-- Opening Marker --
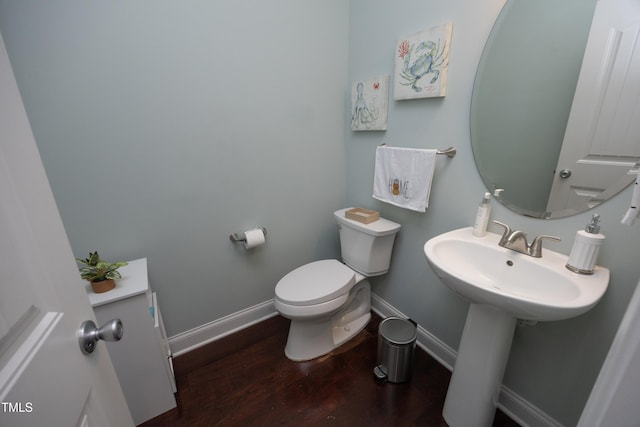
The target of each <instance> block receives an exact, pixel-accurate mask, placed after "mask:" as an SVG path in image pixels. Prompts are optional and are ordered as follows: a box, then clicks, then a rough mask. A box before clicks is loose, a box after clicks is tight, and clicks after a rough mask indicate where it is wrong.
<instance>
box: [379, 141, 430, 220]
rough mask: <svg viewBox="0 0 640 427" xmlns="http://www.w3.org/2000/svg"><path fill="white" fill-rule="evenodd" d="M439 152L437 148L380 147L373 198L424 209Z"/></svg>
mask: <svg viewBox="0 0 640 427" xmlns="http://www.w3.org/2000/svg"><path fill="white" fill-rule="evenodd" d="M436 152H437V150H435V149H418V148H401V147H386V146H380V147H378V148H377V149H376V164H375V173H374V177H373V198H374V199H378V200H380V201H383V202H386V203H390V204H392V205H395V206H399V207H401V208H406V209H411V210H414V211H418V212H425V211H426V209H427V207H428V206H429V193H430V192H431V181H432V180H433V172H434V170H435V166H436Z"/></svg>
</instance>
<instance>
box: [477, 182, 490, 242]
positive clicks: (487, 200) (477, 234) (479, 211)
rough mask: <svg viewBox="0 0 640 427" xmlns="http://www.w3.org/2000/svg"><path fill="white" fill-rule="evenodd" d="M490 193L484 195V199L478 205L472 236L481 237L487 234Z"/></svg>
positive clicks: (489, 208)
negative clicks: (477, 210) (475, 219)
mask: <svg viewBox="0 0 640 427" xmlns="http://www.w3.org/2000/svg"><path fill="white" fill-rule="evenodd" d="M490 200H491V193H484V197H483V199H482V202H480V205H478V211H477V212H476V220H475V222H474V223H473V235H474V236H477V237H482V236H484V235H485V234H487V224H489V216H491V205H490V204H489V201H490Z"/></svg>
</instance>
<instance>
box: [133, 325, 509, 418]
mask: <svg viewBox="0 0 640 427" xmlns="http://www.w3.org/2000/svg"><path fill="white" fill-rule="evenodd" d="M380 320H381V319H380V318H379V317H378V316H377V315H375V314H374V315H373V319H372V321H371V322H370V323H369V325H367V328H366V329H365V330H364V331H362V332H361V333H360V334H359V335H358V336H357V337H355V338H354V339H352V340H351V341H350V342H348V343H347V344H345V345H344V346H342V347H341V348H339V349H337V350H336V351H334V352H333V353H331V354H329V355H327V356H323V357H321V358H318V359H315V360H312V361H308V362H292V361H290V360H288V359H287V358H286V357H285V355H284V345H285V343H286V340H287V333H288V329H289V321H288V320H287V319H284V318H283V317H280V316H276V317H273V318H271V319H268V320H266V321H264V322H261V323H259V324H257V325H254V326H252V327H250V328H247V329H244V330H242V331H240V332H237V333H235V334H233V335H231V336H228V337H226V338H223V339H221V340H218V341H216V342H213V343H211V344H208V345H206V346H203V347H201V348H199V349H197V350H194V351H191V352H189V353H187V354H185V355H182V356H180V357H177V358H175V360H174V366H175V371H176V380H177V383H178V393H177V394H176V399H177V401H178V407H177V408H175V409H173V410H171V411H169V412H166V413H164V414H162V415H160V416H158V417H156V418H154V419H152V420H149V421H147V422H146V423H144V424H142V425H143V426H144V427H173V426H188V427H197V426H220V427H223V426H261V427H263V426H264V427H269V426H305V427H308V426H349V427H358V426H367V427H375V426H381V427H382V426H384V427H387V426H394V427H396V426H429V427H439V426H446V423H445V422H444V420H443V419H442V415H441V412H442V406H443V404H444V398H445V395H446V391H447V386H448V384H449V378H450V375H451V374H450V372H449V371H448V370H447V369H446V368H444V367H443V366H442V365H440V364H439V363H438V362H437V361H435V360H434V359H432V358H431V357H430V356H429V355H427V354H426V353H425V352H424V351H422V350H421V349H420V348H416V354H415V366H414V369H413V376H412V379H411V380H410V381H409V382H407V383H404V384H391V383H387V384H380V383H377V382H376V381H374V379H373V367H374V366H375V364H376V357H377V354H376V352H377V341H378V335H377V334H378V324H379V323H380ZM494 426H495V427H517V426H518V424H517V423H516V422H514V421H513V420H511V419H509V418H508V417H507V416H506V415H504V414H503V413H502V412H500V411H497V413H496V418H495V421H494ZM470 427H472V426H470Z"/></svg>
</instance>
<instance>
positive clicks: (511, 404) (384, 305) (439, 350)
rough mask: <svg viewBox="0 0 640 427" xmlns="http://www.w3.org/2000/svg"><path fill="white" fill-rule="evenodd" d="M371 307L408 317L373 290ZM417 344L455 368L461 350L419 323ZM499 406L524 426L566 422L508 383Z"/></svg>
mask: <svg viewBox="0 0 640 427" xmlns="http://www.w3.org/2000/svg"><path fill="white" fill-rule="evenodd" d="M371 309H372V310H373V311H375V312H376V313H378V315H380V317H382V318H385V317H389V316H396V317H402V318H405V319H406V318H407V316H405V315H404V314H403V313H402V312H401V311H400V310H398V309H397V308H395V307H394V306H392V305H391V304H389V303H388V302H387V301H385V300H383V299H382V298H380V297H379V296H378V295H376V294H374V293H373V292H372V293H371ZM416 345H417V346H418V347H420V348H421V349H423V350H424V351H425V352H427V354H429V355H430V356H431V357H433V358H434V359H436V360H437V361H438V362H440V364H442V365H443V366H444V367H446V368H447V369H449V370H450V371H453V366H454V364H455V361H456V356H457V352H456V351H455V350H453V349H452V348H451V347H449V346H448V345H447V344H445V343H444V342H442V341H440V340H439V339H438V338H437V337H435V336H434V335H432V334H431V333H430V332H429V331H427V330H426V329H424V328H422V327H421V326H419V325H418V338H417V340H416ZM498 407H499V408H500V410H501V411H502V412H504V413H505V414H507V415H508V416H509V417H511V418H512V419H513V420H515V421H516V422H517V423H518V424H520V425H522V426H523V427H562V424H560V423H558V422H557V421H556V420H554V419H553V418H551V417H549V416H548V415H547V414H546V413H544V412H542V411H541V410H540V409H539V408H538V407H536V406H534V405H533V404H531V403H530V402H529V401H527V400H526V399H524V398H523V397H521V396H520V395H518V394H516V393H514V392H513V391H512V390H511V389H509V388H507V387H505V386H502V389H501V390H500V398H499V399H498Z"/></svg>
-- Closing Marker --
▸ TASK REQUIREMENTS: Render the data above as a Markdown table with the columns Row and Content, one numbered row for each line and no rows for blank lines. Leave the pictures out.

▸ EXERCISE RESULT:
| Row | Content |
|---|---|
| 1 | The target of each <instance> block receives an exact, pixel-accurate mask, placed after "mask:" as an SVG path in image pixels. Prompts are optional and are ordered as follows: a box, then clicks, then a rough mask. A box before clicks is loose, a box after clicks is tight, and clicks after a rough mask indicate where it is wrong. |
| 2 | <instance> |
| 3 | box: [379, 141, 430, 220] |
| 4 | rough mask: <svg viewBox="0 0 640 427" xmlns="http://www.w3.org/2000/svg"><path fill="white" fill-rule="evenodd" d="M439 152L437 148L380 147L373 198L424 209Z"/></svg> |
| 5 | mask: <svg viewBox="0 0 640 427" xmlns="http://www.w3.org/2000/svg"><path fill="white" fill-rule="evenodd" d="M436 152H437V150H435V149H418V148H401V147H386V146H380V147H378V148H377V149H376V164H375V173H374V177H373V198H374V199H378V200H380V201H383V202H386V203H390V204H392V205H395V206H399V207H401V208H406V209H411V210H414V211H418V212H425V211H426V209H427V207H428V206H429V193H430V192H431V181H432V180H433V172H434V170H435V166H436Z"/></svg> |
| 6 | </instance> |
| 7 | <instance> |
| 8 | box: [477, 182, 490, 242] |
| 9 | positive clicks: (487, 200) (477, 234) (479, 211) |
| 10 | rough mask: <svg viewBox="0 0 640 427" xmlns="http://www.w3.org/2000/svg"><path fill="white" fill-rule="evenodd" d="M490 193L484 195V199L478 205L472 236L481 237L487 234Z"/></svg> |
| 11 | positive clicks: (489, 208) |
| 12 | negative clicks: (477, 210) (475, 219) |
| 13 | mask: <svg viewBox="0 0 640 427" xmlns="http://www.w3.org/2000/svg"><path fill="white" fill-rule="evenodd" d="M490 200H491V193H484V197H483V199H482V202H480V205H478V211H477V212H476V220H475V222H474V223H473V235H474V236H477V237H482V236H484V235H485V234H487V224H489V216H491V205H490V204H489V201H490Z"/></svg> |
| 14 | </instance> |
| 15 | <instance> |
| 16 | box: [133, 325, 509, 418] |
| 17 | mask: <svg viewBox="0 0 640 427" xmlns="http://www.w3.org/2000/svg"><path fill="white" fill-rule="evenodd" d="M380 320H381V319H380V318H379V317H378V316H377V315H375V314H374V315H373V319H372V321H371V322H370V323H369V325H367V328H366V329H365V330H364V331H362V332H361V333H360V334H359V335H358V336H357V337H355V338H354V339H352V340H351V341H350V342H348V343H347V344H345V345H344V346H342V347H341V348H339V349H337V350H336V351H334V352H333V353H331V354H329V355H327V356H323V357H321V358H318V359H315V360H312V361H308V362H292V361H290V360H288V359H287V358H286V357H285V355H284V345H285V343H286V340H287V333H288V329H289V321H288V320H287V319H284V318H283V317H280V316H276V317H273V318H271V319H268V320H266V321H264V322H261V323H259V324H257V325H254V326H252V327H250V328H247V329H244V330H242V331H240V332H237V333H235V334H233V335H231V336H228V337H226V338H223V339H221V340H218V341H216V342H213V343H211V344H208V345H206V346H203V347H201V348H199V349H197V350H194V351H191V352H189V353H187V354H185V355H182V356H180V357H177V358H175V360H174V366H175V371H176V380H177V383H178V393H177V394H176V399H177V401H178V407H177V408H175V409H173V410H171V411H169V412H166V413H164V414H162V415H160V416H158V417H156V418H154V419H152V420H149V421H147V422H146V423H144V424H142V425H143V426H144V427H173V426H188V427H197V426H220V427H223V426H261V427H263V426H264V427H269V426H305V427H308V426H349V427H358V426H367V427H375V426H381V427H382V426H384V427H387V426H394V427H396V426H429V427H439V426H446V423H445V422H444V420H443V419H442V415H441V412H442V406H443V404H444V398H445V395H446V391H447V386H448V384H449V378H450V375H451V374H450V372H449V371H448V370H447V369H446V368H444V367H443V366H442V365H440V364H439V363H438V362H437V361H435V360H434V359H432V358H431V357H430V356H429V355H427V354H426V353H425V352H424V351H422V350H421V349H420V348H416V354H415V366H414V369H413V376H412V379H411V380H410V381H409V382H407V383H404V384H391V383H387V384H380V383H377V382H376V381H374V379H373V367H374V366H375V364H376V357H377V354H376V352H377V341H378V335H377V334H378V324H379V323H380ZM494 426H495V427H517V426H518V424H517V423H516V422H514V421H513V420H511V419H509V418H508V417H507V416H506V415H504V414H503V413H502V412H500V411H497V413H496V418H495V421H494ZM470 427H472V426H470Z"/></svg> |
| 18 | </instance> |
| 19 | <instance> |
| 20 | positive clicks: (511, 404) (384, 305) (439, 350) |
| 21 | rough mask: <svg viewBox="0 0 640 427" xmlns="http://www.w3.org/2000/svg"><path fill="white" fill-rule="evenodd" d="M371 307L408 317L373 290ZM417 344L455 368L461 350L419 323ZM499 406L524 426L566 422L508 383Z"/></svg> |
| 22 | mask: <svg viewBox="0 0 640 427" xmlns="http://www.w3.org/2000/svg"><path fill="white" fill-rule="evenodd" d="M371 309H372V310H373V311H375V312H376V313H378V315H380V317H382V318H385V317H389V316H396V317H402V318H405V319H406V318H407V316H405V315H404V314H403V313H402V312H401V311H400V310H398V309H397V308H395V307H394V306H392V305H391V304H389V303H388V302H387V301H385V300H383V299H382V298H380V297H379V296H378V295H376V294H374V293H373V292H372V293H371ZM416 345H417V346H418V347H420V348H421V349H423V350H424V351H425V352H427V354H429V355H430V356H431V357H433V358H434V359H436V360H437V361H438V362H440V364H442V365H443V366H444V367H446V368H447V369H449V370H450V371H453V366H454V364H455V361H456V356H457V352H456V351H455V350H453V349H452V348H451V347H449V346H448V345H447V344H445V343H444V342H442V341H440V340H439V339H438V338H437V337H435V336H434V335H432V334H431V333H430V332H429V331H427V330H426V329H424V328H422V327H421V326H419V325H418V338H417V340H416ZM498 407H499V408H500V410H501V411H502V412H504V413H505V414H507V415H508V416H509V417H511V418H512V419H513V420H515V421H516V422H517V423H518V424H520V425H522V426H523V427H562V424H560V423H558V422H557V421H556V420H554V419H553V418H551V417H549V416H548V415H547V414H546V413H544V412H542V411H541V410H540V409H539V408H538V407H536V406H534V405H533V404H531V403H530V402H529V401H527V400H526V399H524V398H523V397H521V396H520V395H518V394H516V393H514V392H513V391H512V390H511V389H509V388H507V387H505V386H502V389H501V390H500V398H499V399H498Z"/></svg> |